▶ **Passage**
######

To find the potential energy at the highest point of the trajectory of a body projected at an angle θ to the horizontal with kinetic energy Ek, we can follow these steps:
### Step-by-Step Solution:
1. **Understanding the Components of Velocity:**
- When a body is projected at an angle θ, its initial velocity (u) can be broken down into horizontal and vertical components:
- Horizontal component: \( u_x = u \cos \theta \)
- Vertical component: \( u_y = u \sin \theta \)
2. **Kinetic Energy at the Initial Point:**
- The initial kinetic energy (Ek) is given by:
\[
E_k = \frac{1}{2} m u^2
\]
3. **Conservation of Mechanical Energy:**
- As the body moves upward, the mechanical energy is conserved (assuming no air resistance). Thus, the sum of kinetic energy and potential energy at the initial point equals the sum at the highest point:
\[
E_k + 0 = E_{k, \text{final}} + E_{p, \text{final}}
\]
4. **Kinetic Energy at the Highest Point:**
- At the highest point of the trajectory, the vertical component of velocity becomes zero (Vy = 0), and only the horizontal component remains:
- \( u_x = u \cos \theta \)
- Therefore, the kinetic energy at the highest point is:
\[
E_{k, \text{final}} = \frac{1}{2} m (u \cos \theta)^2 = \frac{1}{2} m u^2 \cos^2 \theta
\]
5. **Relating Final Kinetic Energy to Initial Kinetic Energy:**
- Since \( E_k = \frac{1}{2} m u^2 \), we can express the final kinetic energy in terms of Ek:
\[
E_{k, \text{final}} = E_k \cos^2 \theta
\]
6. **Calculating Potential Energy at the Highest Point:**
- Using conservation of energy:
\[
E_k = E_{k, \text{final}} + E_{p, \text{final}}
\]
- Rearranging gives us:
\[
E_{p, \text{final}} = E_k - E_{k, \text{final}} = E_k - E_k \cos^2 \theta
\]
- Factoring out \( E_k \):
\[
E_{p, \text{final}} = E_k (1 - \cos^2 \theta)
\]
- Using the identity \( 1 - \cos^2 \theta = \sin^2 \theta \):
\[
E_{p, \text{final}} = E_k \sin^2 \theta
\]
7. **Final Answer:**
- The potential energy at the highest point of the trajectory is:
\[
E_{p, \text{final}} = E_k \sin^2 \theta
\]

######

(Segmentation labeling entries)
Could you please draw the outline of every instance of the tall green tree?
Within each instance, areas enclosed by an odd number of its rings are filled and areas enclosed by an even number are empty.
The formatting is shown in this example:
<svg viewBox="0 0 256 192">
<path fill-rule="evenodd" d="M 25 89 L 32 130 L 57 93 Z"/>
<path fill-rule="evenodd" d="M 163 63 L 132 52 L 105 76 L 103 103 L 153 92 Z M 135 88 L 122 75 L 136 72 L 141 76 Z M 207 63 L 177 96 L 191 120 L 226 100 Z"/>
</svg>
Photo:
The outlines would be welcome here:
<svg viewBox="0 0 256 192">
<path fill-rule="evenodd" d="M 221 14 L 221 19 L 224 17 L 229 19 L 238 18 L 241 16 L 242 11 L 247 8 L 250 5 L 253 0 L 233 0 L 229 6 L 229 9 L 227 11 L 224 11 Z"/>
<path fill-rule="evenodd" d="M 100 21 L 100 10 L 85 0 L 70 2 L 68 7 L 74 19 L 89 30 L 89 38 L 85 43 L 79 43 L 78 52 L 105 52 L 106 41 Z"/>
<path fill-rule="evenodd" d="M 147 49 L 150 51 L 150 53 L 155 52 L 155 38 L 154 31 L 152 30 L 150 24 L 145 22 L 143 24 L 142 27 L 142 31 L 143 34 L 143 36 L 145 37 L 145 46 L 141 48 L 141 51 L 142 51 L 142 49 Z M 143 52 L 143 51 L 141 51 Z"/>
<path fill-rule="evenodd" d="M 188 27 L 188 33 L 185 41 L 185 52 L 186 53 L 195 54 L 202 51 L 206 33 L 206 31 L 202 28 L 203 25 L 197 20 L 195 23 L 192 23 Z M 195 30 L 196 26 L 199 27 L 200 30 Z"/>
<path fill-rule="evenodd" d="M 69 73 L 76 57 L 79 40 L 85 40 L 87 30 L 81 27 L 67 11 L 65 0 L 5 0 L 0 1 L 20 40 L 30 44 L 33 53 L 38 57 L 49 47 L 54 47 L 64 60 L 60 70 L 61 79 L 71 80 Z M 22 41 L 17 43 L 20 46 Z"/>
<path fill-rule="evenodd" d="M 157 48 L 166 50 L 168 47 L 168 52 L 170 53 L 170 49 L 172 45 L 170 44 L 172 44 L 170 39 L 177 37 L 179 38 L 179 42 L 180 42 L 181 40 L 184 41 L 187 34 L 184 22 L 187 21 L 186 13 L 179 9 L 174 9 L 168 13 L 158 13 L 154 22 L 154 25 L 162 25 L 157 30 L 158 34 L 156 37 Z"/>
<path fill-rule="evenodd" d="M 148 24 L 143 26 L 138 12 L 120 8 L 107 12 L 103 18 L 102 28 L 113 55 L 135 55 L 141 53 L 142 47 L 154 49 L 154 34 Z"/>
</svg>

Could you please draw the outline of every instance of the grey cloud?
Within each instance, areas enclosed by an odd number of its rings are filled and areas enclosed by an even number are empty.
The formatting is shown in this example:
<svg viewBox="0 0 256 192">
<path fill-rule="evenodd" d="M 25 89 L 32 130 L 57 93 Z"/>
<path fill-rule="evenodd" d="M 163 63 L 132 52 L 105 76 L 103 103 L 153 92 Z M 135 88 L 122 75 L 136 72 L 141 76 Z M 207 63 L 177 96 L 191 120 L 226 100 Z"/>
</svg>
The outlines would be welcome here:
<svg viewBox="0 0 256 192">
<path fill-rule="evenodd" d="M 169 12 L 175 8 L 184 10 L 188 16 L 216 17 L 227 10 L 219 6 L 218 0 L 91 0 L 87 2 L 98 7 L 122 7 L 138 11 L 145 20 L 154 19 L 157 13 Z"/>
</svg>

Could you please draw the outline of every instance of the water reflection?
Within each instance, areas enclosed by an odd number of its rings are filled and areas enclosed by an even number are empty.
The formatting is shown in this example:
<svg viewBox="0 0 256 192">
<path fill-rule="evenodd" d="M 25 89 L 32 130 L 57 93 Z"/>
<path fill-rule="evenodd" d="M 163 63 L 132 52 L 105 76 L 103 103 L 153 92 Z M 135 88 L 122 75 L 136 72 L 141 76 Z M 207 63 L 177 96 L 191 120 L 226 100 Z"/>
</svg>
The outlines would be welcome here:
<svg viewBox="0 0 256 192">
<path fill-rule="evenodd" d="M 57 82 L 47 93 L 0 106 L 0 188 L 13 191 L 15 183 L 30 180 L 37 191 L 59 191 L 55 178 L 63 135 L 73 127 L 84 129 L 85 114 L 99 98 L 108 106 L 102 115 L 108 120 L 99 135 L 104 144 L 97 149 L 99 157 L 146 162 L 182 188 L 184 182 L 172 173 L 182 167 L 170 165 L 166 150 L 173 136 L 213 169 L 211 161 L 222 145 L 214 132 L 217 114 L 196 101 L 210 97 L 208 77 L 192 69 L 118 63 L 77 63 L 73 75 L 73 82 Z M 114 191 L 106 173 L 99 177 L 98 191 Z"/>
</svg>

######

▶ **Required actions**
**1)** Copy out the projectile energy derivation between "To find the" and "component: \( u_x = u \cos \theta \)", inclusive.
**2)** Give the titles of all the numbered steps in the projectile energy derivation, in order.

▶ **Solution set**
**1)**
To find the potential energy at the highest point of the trajectory of a body projected at an angle θ to the horizontal with kinetic energy Ek, we can follow these steps:
### Step-by-Step Solution:
1. **Understanding the Components of Velocity:**
- When a body is projected at an angle θ, its initial velocity (u) can be broken down into horizontal and vertical components:
- Horizontal component: \( u_x = u \cos \theta \)

**2)**
1. Understanding the Components of Velocity
2. Kinetic Energy at the Initial Point
3. Conservation of Mechanical Energy
4. Kinetic Energy at the Highest Point
5. Relating Final Kinetic Energy to Initial Kinetic Energy
6. Calculating Potential Energy at the Highest Point
7. Final Answer